Условия заданий>
[a] Определите, согласуется ли с отрывком о Чулкове и Блоке каждое из утверждений ниже. Для каждого ответьте «да» или «нет» и приведите точную цитату из отрывка, которая решает вопрос.
(i) Георгий Чулков сопровождал Блока в походах по кабакам.
(ii) Жена партнера Любови Дмитриевны участвовала в их любовной игре.
(iii) Любовь Дмитриевна огорчилась, когда Георгий Иванович вернул ей письма.
[b] Продолжите отрывок о Чулкове и Блоке с того места, где он заканчивается.

Предложенный отрывок>
Не утверждаю, что Анна Андреевна сие обстоятельство не учла, вот только бросил ее «в объятия» влиятельного критика интерес совсем иного сорта. Георгий Чулков был неизменным спутником Блока в его хмельных шатаниях по кабакам с сомнительной репутацией и даже наставником по части блуда. Недоброжелатели взахлеб злословили. Дескать, Чулков выводит поэта чуть ли не за ручку из уединенного, на отшибе, отшельничества в мир тайной жизни столицы с ее «ночными бабочками» и отдельными кабинетами. В более узком кругу кое-что знали и о скандальном романе Георгия Ивановича с Любовью Дмитриевной Блок в зиму 1907/08 года. Вот как описала жена поэта своего партнера той зимы в книге «И были, и небылицы о Блоке и о себе»: «Пришедшая зима 1906–1907 года нашла меня совершенно подготовленной к ее очарованиям, ее „маскам“, ее „снежным кострам“, легкой любовной игре, опутавшей и закружившей всех нас. Мы не ломались, нет, упаси Господь! Мы просто и искренне все в эту зиму жили не глубокими, основными, жизненными слоями души, а ее каким-то легким хмелем… Мой партнер этой зимы, первая моя фантастическая „измена“ в общепринятом смысле слова, наверное, вспоминает с неменьшим удивлением, чем я, нашу нетягостную любовную игру. О, все было, и слезы, и театральный мой приход к его жене, и сцена à la Dostoevsky. Но из этого ничего не получилось, так как трезвая NN (жена) в нашу игру не входила и с удивлением пережидала, когда мы проснемся, когда ее верный, по существу, муж бросит маскарадную маску. Но мы безудержно летели в общем хороводе: „бег саней“, „медвежья полость“, „догоревшие хрустали“. Какой-то излюбленный всеми нами ресторанчик на островах с его немыслимыми, вульгарными „отдельными кабинетами“ (это-то и было заманчиво!). И легкость, легкость, легкость… Георгий Иванович, кроме того, обладал драгоценным чувством юмора, который верно удерживал нас от всякого „пересола“. Когда он несколько лет назад вернул мне мои „письма“ – вот это был уж пересол, тут чувство юмора ему изменило! Но я была им рада и с умилением перечитывала этот легкий, тонкий бред…»

Выдержки из данных>
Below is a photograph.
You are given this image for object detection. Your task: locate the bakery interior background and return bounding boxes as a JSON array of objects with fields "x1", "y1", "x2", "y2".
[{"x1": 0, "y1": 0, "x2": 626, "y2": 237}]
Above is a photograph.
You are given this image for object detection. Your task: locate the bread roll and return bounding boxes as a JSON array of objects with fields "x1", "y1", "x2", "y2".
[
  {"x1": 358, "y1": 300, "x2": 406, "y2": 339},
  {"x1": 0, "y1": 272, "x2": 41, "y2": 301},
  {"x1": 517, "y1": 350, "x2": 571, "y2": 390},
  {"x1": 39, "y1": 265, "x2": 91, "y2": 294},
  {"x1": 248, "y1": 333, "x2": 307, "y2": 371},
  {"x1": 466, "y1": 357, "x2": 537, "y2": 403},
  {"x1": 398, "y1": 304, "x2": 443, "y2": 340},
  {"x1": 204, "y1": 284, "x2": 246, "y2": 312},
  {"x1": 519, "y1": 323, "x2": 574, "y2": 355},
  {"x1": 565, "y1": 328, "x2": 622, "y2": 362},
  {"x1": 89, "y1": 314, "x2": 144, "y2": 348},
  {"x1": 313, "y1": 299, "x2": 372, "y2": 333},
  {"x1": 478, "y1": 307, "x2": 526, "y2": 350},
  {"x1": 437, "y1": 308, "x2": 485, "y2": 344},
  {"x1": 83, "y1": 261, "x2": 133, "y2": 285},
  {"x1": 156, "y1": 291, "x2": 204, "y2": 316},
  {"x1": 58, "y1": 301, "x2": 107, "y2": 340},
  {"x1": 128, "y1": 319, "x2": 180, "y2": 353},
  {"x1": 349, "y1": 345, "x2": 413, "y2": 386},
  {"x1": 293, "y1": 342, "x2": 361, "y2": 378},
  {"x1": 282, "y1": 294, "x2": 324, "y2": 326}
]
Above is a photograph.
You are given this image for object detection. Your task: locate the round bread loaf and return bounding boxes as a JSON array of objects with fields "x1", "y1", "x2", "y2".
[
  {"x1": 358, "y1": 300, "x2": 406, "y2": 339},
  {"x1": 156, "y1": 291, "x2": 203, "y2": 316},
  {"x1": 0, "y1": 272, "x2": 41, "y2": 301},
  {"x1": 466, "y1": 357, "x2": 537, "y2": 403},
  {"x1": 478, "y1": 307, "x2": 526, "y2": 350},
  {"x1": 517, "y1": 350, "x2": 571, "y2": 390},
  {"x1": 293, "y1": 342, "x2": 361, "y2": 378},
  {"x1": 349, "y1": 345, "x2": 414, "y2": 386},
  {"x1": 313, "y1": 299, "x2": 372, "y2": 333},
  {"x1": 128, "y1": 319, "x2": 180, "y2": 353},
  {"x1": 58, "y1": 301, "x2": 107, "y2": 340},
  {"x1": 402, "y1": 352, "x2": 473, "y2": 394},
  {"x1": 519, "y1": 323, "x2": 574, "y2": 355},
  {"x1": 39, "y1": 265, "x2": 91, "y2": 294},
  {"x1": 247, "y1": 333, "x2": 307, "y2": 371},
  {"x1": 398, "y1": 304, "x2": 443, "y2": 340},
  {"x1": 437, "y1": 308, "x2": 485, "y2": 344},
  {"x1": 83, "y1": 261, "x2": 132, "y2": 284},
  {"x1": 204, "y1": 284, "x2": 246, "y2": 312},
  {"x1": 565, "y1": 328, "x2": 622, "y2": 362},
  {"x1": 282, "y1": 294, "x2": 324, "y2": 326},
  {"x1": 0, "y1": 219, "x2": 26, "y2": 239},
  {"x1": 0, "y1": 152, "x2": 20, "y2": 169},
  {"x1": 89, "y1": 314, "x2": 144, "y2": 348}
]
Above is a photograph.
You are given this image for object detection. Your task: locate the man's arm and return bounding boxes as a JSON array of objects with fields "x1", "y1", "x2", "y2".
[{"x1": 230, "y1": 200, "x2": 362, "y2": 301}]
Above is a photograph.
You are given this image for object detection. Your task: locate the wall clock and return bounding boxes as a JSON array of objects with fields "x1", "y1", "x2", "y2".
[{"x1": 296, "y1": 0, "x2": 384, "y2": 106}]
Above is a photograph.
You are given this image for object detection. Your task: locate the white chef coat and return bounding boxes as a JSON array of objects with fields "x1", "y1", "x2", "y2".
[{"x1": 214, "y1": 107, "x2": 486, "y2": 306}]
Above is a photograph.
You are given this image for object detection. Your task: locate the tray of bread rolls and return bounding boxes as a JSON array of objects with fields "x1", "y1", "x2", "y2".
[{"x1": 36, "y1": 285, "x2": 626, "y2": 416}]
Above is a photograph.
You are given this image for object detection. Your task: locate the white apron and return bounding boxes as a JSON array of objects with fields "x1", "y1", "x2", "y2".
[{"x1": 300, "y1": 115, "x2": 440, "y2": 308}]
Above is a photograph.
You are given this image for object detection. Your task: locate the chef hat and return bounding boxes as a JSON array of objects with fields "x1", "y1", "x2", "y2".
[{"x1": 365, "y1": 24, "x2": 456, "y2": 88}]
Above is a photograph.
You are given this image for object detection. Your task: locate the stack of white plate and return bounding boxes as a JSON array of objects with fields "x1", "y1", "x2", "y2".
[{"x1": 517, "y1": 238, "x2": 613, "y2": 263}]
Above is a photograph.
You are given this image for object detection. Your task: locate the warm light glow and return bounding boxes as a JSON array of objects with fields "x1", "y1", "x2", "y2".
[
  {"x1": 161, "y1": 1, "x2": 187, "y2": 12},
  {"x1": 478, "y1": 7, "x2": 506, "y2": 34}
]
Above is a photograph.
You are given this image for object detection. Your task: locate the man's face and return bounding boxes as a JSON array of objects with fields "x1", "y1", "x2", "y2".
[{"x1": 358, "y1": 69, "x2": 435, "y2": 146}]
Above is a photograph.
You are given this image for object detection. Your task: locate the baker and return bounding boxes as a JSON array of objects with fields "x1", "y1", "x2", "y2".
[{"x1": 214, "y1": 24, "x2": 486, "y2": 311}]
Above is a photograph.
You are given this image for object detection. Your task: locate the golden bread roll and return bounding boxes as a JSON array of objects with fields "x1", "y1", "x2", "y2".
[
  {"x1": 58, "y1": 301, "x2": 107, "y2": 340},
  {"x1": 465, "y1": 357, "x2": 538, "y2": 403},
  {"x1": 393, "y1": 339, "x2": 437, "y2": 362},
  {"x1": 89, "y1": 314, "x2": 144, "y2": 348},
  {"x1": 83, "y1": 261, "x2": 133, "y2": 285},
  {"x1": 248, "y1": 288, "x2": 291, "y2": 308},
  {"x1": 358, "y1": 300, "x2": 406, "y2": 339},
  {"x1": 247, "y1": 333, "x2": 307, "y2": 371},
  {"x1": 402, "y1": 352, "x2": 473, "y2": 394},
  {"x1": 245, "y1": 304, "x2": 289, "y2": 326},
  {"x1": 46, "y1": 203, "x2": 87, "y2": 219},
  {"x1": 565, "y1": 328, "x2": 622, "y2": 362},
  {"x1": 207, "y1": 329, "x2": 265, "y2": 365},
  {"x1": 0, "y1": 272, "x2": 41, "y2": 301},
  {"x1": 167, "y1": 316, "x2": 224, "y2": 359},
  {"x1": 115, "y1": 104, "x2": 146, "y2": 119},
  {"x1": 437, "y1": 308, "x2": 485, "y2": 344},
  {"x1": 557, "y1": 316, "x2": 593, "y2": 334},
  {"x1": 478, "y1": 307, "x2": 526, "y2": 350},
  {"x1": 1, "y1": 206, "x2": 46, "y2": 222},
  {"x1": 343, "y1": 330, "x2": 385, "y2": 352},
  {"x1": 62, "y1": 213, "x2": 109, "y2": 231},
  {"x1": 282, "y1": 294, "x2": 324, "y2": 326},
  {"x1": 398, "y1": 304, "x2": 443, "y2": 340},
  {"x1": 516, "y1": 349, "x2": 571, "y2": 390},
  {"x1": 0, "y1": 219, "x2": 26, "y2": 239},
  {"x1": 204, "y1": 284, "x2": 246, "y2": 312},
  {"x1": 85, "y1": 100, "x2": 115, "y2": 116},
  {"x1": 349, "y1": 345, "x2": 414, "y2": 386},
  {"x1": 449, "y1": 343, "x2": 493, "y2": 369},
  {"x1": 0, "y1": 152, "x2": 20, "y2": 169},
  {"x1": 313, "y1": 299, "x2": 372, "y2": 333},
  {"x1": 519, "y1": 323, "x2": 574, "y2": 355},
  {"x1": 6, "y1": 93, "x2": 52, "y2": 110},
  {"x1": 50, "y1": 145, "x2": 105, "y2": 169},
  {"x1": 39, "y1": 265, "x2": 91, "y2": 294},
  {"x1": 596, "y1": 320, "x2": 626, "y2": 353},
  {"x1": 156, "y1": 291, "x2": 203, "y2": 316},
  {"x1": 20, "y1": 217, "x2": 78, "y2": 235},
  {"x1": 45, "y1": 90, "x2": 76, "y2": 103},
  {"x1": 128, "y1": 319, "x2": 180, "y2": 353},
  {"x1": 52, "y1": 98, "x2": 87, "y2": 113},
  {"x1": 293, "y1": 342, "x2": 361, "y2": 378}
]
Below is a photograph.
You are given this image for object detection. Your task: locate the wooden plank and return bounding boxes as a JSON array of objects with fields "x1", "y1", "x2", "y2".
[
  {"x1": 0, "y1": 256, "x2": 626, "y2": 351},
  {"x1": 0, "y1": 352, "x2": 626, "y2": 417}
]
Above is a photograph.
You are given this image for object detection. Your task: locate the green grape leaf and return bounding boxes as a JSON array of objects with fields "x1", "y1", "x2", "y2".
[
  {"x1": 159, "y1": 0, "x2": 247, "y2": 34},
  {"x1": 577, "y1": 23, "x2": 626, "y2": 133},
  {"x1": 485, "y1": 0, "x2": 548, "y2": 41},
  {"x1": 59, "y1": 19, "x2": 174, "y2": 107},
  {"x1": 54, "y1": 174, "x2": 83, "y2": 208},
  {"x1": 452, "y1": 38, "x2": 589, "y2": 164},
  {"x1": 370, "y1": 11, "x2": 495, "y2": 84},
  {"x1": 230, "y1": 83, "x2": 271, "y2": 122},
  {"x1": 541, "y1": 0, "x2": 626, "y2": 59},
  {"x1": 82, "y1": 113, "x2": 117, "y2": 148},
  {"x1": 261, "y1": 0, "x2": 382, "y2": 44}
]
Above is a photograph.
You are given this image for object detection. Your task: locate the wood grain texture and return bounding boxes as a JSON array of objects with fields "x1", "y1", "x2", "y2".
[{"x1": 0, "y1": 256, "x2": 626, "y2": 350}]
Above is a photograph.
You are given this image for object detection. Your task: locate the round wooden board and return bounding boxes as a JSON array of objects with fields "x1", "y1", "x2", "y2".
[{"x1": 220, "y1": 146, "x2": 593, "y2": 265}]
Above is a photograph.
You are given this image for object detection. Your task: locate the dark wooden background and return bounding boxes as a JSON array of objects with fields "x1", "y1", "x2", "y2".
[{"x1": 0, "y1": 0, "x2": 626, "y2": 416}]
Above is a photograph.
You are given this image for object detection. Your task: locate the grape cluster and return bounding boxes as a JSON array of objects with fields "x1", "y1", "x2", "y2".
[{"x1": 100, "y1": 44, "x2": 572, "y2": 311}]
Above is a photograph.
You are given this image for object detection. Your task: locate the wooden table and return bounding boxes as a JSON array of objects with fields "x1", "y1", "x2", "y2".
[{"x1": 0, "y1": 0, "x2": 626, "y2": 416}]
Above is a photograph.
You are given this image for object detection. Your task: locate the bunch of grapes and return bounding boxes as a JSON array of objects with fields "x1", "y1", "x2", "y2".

Ожидаемые ответы>
[a]
(i) Да: «Георгий Чулков был неизменным спутником Блока в его хмельных шатаниях по кабакам с сомнительной репутацией».
(ii) Нет: «трезвая NN (жена) в нашу игру не входила и с удивлением пережидала, когда мы проснемся».
(iii) Нет: «Но я была им рада и с умилением перечитывала этот легкий, тонкий бред…»

[b]
В отличие от Любови Дмитриевны, Анна Ахматова, хотя и «рассекретила» свои отношения с Чулковым, вряд ли предполагала, что дневник Лукницкого будет издан при ее жизни. Не распространялся на сей счет и Чулков, видимо, связанный данным обещанием сделать все, чтобы никто не узнал об их отнюдь не платоническом романе. По этой причине в биографических сочинениях об Анне Ахматовой Георгий Иванович хотя и присутствует, но совсем в ином амплуа – пожизненно верного друга. Однако, прежде чем выяснить детали крайне важной в реальной жизни Ахматовой коллизии, позволим себе небольшое отступление.

Твердо убежденная в том, что у поэта, как и у всякого человека, есть полное право скрыть то, что он по тем или иным причинам не хотел бы сделать общественным достоянием, Анна Андреевна сознательно утаила многие и многие подробности своей достаточно богатой личной жизни. Оставим пока вопрос, почему Анна Андреевна, весьма откровенная в одних случаях, скрытничает в других, ничуть не более щекотливых, и озаботимся другой проблемой: а имеем ли мы, читатели в потомстве, моральное право допытываться до истины? И не смахивает ли наше желание знать о любимом поэте если не все, то как можно больше на элементарное бытовое любопытство? Разумеется, каждый волен выбирать, но лично я считаю, что имеем, хотя бы уже потому, что сама Ахматова в своих пушкинских расследованиях с расхожими табу ничуть не считается. А кроме того, работая с пушкинскими документами, А.А. на своем опыте убедилась: нет ничего тайного, которое в конце концов не стало бы явным, и этого не надо бояться, ибо на суде истории «в оценке поздней оправдан будет каждый час».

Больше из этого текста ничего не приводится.